++++ RECORDS SHOWN ++++

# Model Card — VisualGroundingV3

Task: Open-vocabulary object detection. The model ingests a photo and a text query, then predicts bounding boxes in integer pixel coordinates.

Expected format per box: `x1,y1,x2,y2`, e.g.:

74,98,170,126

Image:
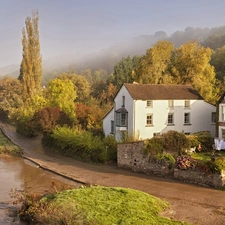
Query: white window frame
184,100,191,109
167,113,174,125
110,120,114,134
146,113,153,126
221,106,225,121
168,100,174,109
211,112,216,123
184,113,191,124
146,100,153,108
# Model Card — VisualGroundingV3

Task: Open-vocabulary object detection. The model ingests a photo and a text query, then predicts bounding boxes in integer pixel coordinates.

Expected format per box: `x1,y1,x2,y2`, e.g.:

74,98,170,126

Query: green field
20,186,191,225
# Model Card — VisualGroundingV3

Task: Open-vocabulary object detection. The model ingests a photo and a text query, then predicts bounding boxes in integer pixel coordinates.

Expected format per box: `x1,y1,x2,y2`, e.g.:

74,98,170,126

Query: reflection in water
0,157,79,225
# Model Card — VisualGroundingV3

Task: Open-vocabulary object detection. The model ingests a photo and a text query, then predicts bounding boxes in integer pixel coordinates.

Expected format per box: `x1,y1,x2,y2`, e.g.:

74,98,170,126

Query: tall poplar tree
18,11,42,98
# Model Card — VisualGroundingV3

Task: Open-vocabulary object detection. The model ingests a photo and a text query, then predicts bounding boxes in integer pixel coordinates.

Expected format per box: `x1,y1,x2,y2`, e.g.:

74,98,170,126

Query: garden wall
117,141,225,188
117,141,171,176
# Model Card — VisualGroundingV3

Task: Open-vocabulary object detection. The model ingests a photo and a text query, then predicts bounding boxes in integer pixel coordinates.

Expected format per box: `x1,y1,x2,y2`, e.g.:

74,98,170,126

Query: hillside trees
172,42,218,103
18,11,42,98
0,77,23,117
136,41,174,84
57,73,91,103
113,41,219,103
46,78,77,121
112,56,139,88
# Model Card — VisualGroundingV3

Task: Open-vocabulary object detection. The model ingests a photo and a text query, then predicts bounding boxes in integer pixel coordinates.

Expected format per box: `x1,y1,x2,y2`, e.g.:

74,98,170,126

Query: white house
103,83,216,140
218,93,225,140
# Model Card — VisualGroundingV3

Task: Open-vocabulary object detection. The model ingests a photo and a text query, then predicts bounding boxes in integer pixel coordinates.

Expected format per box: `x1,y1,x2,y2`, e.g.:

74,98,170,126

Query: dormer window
184,100,190,108
146,100,153,107
116,107,128,127
168,100,174,109
122,96,125,107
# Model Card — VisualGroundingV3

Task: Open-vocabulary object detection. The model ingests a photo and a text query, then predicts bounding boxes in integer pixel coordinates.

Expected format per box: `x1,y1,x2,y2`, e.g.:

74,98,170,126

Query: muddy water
0,157,80,225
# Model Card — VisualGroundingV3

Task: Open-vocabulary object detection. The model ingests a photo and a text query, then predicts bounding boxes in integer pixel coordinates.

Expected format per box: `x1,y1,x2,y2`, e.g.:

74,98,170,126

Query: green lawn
20,186,190,225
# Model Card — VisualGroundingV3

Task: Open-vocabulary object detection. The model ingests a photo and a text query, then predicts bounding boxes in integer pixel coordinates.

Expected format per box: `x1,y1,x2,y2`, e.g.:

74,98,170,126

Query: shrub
176,155,198,170
144,136,164,156
43,126,113,162
103,135,117,161
193,131,214,151
154,153,176,169
162,130,190,155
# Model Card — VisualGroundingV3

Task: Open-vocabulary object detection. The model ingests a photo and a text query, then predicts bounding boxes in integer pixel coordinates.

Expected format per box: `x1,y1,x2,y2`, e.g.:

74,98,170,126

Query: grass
0,127,21,156
20,186,190,225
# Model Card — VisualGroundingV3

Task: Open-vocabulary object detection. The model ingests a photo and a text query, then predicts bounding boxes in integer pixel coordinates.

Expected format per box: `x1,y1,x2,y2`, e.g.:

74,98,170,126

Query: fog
0,0,225,67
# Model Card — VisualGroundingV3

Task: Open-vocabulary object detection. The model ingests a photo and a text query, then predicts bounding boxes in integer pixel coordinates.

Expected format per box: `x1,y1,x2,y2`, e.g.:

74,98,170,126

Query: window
122,96,125,107
168,100,174,108
184,113,190,124
222,129,225,139
146,114,153,126
222,106,225,121
184,100,190,108
111,120,114,134
146,100,153,107
211,112,216,123
121,113,126,126
116,113,127,127
167,113,174,125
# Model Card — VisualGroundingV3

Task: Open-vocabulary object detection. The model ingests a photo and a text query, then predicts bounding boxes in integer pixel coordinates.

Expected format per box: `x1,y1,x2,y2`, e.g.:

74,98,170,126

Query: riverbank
1,123,225,225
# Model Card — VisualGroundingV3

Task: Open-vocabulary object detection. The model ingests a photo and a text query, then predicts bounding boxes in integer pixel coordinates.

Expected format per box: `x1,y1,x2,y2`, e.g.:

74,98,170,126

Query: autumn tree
135,41,174,84
18,11,42,98
46,78,77,119
113,56,139,88
172,42,218,103
0,77,23,116
57,73,91,103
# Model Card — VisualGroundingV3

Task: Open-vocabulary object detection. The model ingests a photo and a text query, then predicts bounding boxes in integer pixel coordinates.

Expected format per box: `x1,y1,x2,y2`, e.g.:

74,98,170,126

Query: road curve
0,122,225,225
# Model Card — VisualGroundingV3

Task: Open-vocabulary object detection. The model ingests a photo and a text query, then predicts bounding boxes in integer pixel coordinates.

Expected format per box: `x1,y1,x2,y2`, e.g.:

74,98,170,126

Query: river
0,156,80,225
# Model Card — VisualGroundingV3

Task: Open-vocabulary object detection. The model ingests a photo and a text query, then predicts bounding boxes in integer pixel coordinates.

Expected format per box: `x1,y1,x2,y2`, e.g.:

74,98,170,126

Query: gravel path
0,122,225,225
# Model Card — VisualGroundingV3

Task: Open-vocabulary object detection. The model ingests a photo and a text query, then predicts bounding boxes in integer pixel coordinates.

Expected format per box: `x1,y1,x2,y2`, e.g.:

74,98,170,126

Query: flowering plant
176,155,197,170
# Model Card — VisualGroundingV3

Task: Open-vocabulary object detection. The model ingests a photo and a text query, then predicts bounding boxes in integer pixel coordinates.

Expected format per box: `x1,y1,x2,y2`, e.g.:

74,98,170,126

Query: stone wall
174,169,225,188
117,141,225,188
117,141,171,177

++++

_REQUEST:_ Count the lines in the records that contain the word "water". Reply with the number alone.

_WORKED SOLUTION:_ 2